*** TRECHO FORNECIDO ***
Contudo, diversas ações têm o critério de fixação do valor da causa expressamente estabelecidos na própria legislação (art. 292 do Código de Processo Civil).
O Código de Processo Civil de 2015 possibilita, para contornar a ausência de adequação do valor da indenização pretendida, expressamente a modificação ex officio do valor da causa pelo juiz, quando verificar que não corresponde ao conteúdo patrimonial em discussão ou ao proveito econômico perseguido pelo autor (art. 292, §3º).
Embora as ações indenizatórias, inclusive as fundadas em dano moral, devam ser dimensionadas com base no valor pretendido (art. 292, inciso V, do CPC), a atribuição de montante excessivo abre a oportunidade a que se proceda retificação de ofício do valor da causa, conforme o critério objetivo definido pela jurisprudência da 3ª Seção do Tribunal Regional Federal da 4ª Região.
***
> TAREFAS A REALIZAR:
1. Com base no trecho sobre o valor da causa, explique em uma a três frases por que o Código de Processo Civil de 2015 permite ao juiz modificar de ofício o valor da causa.
2. Copie do trecho sobre o valor da causa a parte entre "Contudo, diversas ações" e "de Processo Civil).", inclusive.
*** DADOS DISPONÍVEIS ***
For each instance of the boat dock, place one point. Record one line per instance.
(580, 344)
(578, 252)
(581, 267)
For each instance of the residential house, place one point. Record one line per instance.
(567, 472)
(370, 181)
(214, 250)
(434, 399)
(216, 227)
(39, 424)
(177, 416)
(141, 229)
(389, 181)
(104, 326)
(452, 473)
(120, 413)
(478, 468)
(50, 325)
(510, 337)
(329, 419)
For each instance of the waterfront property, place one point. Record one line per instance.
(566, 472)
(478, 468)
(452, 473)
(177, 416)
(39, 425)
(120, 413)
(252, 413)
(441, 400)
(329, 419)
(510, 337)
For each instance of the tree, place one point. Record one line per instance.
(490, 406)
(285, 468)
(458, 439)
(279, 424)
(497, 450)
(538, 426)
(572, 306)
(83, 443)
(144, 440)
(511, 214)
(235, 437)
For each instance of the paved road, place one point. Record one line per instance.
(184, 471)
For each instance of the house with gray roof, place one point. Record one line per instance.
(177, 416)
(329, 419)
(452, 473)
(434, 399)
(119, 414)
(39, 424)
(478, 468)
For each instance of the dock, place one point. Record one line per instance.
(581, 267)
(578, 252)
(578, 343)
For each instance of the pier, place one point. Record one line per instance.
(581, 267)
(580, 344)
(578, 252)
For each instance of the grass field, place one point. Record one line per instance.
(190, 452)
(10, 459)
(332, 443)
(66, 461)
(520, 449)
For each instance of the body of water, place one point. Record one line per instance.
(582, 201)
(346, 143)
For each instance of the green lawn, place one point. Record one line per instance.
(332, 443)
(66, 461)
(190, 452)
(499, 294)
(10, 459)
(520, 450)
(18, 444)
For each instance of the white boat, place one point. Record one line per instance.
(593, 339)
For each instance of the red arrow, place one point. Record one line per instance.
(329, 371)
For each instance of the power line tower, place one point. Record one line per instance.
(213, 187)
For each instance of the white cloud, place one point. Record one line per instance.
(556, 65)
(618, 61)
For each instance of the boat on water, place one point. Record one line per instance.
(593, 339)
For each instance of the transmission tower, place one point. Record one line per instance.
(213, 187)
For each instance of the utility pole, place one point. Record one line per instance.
***
> RESPOSTAS ESCRITAS:
1. O Código de Processo Civil de 2015 permite essa modificação para contornar a ausência de adequação do valor da indenização pretendida. O juiz pode alterá-lo quando verificar que ele não corresponde ao conteúdo patrimonial em discussão ou ao proveito econômico perseguido pelo autor.

2.
Contudo, diversas ações têm o critério de fixação do valor da causa expressamente estabelecidos na própria legislação (art. 292 do Código de Processo Civil).